DOCUMENT SEGMENT -
╔══

Brands are eligible for the Indie Beauty Shop if they exhibited at the trade show Indie Beauty Expo (IBE), which shares parent company Indie Beauty Media Group with Beauty Independent, within the last year, but brands don’t have to be IBE exhibitors to be eligible. In general, they must be at least 50% owned by an independent operator and not be carried by major retailers, notably Target, Walmart or Ulta Beauty, to qualify. Amazon takes 15% on sales of products from Marketplace brands selling directly to consumers, and the brands have to pay a monthly fee of $39.99. The Indie Beauty Shop is located in the Amazon Marketplace.

“My brand is still a baby. It’s 14-months-old and, to be honest, I was afraid that, if I got on Amazon, we were going to get lost in all the brands there. There are tons of brands, what kind of exposure would we have? But, with the Indie Beauty Shop, I think they’re going to show extreme care and help the brands to make the platform perform on Amazon.”

Sabrina Yavil, a marketing consultant whose clients include Rodan + Fields and Walker & Co., suggests Amazon, already the retailer of choice for online beauty shoppers, is broadcasting it’s serious about raising its beauty profile by staking claim to the sizzling indie segment. “Indie beauty is still a small percentage of beauty overall, but it’s been growing double digits and has been successful for other retailers like Sephora and Ulta that have a portfolio of indie brands,” she says. “It’s strategic that the brands participating in the Indie Beauty Shop must not be sold at competitive retailers like Ulta and Target as a way for Amazon to differentiate its assortment and experience from its competitors just as Sephora often requires a period of exclusivity with new brands.”

╚══

AIM -
Repeat word for word the part of the passage on Amazon's Indie Beauty Shop that begins at the words "Brands are eligible" and stops after "the Amazon Marketplace.". The listing is separate from the passage on Amazon's Indie Beauty Shop.

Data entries
╔══

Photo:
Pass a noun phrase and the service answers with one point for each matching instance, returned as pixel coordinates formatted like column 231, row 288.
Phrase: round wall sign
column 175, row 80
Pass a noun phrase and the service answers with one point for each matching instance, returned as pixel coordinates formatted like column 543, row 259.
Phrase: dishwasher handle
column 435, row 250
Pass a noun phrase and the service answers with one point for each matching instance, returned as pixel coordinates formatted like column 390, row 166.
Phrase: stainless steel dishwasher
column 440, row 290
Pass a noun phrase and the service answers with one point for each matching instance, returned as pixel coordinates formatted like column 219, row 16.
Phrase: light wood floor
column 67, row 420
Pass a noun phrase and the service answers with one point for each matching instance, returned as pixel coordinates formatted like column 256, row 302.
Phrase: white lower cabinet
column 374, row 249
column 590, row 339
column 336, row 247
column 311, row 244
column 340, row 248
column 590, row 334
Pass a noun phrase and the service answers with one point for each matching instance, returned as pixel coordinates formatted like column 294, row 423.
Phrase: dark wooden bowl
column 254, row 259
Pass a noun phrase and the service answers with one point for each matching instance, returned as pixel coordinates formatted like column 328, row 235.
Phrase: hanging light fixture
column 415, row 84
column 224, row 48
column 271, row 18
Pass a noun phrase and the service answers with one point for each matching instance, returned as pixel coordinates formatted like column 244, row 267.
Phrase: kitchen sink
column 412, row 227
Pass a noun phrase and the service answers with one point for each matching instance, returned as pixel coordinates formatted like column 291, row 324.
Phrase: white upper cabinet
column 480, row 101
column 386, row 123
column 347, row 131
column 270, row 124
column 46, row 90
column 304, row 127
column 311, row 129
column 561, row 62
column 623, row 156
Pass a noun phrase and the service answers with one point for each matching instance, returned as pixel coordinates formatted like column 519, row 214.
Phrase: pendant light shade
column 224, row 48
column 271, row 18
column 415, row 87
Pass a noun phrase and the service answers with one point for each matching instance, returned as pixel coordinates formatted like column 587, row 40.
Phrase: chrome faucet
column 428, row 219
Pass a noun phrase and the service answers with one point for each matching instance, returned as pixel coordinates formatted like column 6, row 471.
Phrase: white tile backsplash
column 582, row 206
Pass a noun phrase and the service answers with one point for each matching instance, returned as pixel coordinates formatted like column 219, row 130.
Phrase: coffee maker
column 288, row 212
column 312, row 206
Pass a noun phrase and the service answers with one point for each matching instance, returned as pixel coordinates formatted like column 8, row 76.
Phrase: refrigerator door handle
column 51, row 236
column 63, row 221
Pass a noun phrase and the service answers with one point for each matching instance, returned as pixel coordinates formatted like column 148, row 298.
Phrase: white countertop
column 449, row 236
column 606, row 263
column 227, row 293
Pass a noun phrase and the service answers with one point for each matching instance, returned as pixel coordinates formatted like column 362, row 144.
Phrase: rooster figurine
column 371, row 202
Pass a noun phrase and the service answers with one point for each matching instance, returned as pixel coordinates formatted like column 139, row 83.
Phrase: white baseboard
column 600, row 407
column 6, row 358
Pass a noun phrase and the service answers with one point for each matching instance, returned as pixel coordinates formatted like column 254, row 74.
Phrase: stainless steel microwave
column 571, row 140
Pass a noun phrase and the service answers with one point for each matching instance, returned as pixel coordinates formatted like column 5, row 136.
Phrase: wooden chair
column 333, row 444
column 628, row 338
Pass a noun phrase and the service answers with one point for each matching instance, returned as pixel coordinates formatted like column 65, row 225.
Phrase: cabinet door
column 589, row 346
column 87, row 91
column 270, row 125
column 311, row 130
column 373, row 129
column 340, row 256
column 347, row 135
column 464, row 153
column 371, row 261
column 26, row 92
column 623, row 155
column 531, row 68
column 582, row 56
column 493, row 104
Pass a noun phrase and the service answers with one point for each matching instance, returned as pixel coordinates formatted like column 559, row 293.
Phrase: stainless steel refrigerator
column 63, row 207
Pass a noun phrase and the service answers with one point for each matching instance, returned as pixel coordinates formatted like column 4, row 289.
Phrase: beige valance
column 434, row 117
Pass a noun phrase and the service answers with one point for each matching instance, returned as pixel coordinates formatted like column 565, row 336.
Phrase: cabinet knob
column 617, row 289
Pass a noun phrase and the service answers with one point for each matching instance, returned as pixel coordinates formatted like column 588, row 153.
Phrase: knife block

╚══

TASK SOLUTION -
Brands are eligible for the Indie Beauty Shop if they exhibited at the trade show Indie Beauty Expo (IBE), which shares parent company Indie Beauty Media Group with Beauty Independent, within the last year, but brands don’t have to be IBE exhibitors to be eligible. In general, they must be at least 50% owned by an independent operator and not be carried by major retailers, notably Target, Walmart or Ulta Beauty, to qualify. Amazon takes 15% on sales of products from Marketplace brands selling directly to consumers, and the brands have to pay a monthly fee of $39.99. The Indie Beauty Shop is located in the Amazon Marketplace.